Excerpted passage —
○ ○ ○

Thursday, November 17, 2005

Pushback Pt. IV

The shoe that has yet to drop in the administration's counter-offensive is any honest public statement about their torture policy. (Yes, Bush says we don't torture, but Bush is lying, and while he's lying, Cheney is lobbying the conference committee to create an exemption for the CIA on John McCain's torture ban.)

As Andrew Sullivan aptly puts it,
Just when you think you have heard the worst about this administration's chaotic, ad hoc, incompetent and intermittently criminal detention policies in the war on terror, a trap-door opens and you fall down another story.
Andrew was referring to news that there have been 83,000 foreigners held in US custody in the past four years, of whom 14,500 remain in custody.

○ ○ ○

Recorded information —
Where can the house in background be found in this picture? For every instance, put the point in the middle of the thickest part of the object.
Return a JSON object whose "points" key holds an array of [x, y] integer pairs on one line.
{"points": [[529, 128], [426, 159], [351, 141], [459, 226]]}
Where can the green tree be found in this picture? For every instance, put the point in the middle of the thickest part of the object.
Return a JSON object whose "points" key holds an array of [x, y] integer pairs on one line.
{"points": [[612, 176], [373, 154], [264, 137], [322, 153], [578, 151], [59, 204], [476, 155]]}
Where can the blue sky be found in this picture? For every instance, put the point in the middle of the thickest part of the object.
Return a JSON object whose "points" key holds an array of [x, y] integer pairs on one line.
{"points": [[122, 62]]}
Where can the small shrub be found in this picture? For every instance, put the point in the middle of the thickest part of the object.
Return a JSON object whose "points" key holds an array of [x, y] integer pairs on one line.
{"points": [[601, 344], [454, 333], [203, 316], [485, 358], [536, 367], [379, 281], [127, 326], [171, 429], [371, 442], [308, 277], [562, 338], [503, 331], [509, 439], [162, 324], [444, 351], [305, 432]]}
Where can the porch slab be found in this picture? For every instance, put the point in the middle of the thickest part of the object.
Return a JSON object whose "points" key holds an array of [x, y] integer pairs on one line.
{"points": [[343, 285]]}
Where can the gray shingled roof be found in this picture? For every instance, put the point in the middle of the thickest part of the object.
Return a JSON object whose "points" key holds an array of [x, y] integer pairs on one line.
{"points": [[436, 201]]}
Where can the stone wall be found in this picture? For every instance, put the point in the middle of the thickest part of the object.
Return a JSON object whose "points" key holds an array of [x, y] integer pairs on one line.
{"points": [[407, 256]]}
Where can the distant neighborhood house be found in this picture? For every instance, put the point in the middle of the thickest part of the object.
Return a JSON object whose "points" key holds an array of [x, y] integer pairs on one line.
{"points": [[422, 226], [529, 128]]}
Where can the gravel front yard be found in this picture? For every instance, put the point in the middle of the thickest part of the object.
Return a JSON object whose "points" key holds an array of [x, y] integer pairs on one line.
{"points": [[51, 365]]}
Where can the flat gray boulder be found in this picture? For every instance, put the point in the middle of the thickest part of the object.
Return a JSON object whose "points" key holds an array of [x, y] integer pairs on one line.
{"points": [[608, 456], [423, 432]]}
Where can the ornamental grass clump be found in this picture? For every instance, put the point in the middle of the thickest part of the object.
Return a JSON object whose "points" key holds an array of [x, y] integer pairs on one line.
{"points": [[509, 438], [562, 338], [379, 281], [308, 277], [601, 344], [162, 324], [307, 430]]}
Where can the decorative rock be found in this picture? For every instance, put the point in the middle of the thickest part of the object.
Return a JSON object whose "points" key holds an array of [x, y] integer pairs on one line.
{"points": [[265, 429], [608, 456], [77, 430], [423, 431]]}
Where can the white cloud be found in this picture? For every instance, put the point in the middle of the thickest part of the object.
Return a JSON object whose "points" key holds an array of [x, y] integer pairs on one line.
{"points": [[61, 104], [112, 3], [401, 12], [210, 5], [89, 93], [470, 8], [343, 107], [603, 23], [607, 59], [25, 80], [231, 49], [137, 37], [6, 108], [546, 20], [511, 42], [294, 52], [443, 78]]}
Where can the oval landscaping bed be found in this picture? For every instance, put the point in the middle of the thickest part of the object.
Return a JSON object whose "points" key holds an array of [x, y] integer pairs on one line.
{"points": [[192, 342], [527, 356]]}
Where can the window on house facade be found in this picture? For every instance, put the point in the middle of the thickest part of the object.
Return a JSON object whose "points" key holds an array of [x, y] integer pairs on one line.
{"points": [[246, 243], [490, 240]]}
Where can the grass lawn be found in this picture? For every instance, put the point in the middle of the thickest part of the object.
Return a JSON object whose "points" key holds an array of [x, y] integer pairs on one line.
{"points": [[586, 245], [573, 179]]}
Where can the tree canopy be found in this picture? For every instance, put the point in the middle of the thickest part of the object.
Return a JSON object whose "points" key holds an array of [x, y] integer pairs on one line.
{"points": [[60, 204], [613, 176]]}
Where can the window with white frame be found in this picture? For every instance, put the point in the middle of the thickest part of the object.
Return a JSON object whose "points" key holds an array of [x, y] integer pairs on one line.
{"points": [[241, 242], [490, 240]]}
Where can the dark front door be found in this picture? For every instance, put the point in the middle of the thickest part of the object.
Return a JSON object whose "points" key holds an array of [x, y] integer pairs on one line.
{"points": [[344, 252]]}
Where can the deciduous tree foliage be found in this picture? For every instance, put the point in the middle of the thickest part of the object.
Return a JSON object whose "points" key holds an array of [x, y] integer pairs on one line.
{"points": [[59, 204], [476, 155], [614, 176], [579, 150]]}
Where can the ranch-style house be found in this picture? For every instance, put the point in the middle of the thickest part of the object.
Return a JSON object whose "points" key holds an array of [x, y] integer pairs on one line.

○ ○ ○

Things to do —
[a] Print the portion of the blog post on detention policy starting with "Pushback Pt. IV" and going on through "McCain's torture ban.)".
[b] Mark each statement yes or no according to the blog post on detention policy, and quote the words that decide it: (i) The post reports that 83,000 foreigners have been held in US custody over the past four years. (ii) The post says Cheney is lobbying to extend John McCain's torture ban to the CIA. (iii) The post says 14,500 of those held have since been released.
[c] Write the next part of the blog post on detention policy, picking up after its final sentence.

Task-by-task outputs —
[a]
Pushback Pt. IV

The shoe that has yet to drop in the administration's counter-offensive is any honest public statement about their torture policy. (Yes, Bush says we don't torture, but Bush is lying, and while he's lying, Cheney is lobbying the conference committee to create an exemption for the CIA on John McCain's torture ban.)

[b]
(i) Yes: "there have been 83,000 foreigners held in US custody in the past four years"
(ii) No: "Cheney is lobbying the conference committee to create an exemption for the CIA on John McCain's torture ban"
(iii) No: "of whom 14,500 remain in custody"

[c]
Bad as that is, what strikes me as far more indicative of the bottomlessness of this administration's moral degeneracy is the revelation that the interrogation tactics used in the name of a war for democracy and civilization are plagiarized from the handbooks of Vietnamese and North Korean (read: commie) torturers. I won't try to paraphrase Arthur Silber:
Let's make certain we understand what this means: all the rationalizations utilized by the administration and its defenders in this matter -- every one of which relies on the notion that torture may help to save lives and prevent an attack, that is, that torture may "extract useful intelligence" -- has been and is a lie. This was never about obtaining intelligence at all. That needs to be repeated, because it is so monstrous in its implications: This was never about obtaining intelligence at all...

Every expert on the subject emphasizes over and over again that torture does not work for the purpose of extracting good intelligence: if you inflict enough pain on anyone, he will tell you whatever he thinks you want to hear, whether it's true or not. And as these authors emphasize, truth was never the goal. Instead, "their aim was to force compliance," or, as they put the point more generally: "Americans desperately wanted mastery over a world that suddenly seemed terrifying." Our leaders felt out of control, as well they should have (and which was even understandable and justified to some degree, at least as an initial reaction). They wanted to reestablish control as quickly as possible, and to believe they directed events rather than the other way around.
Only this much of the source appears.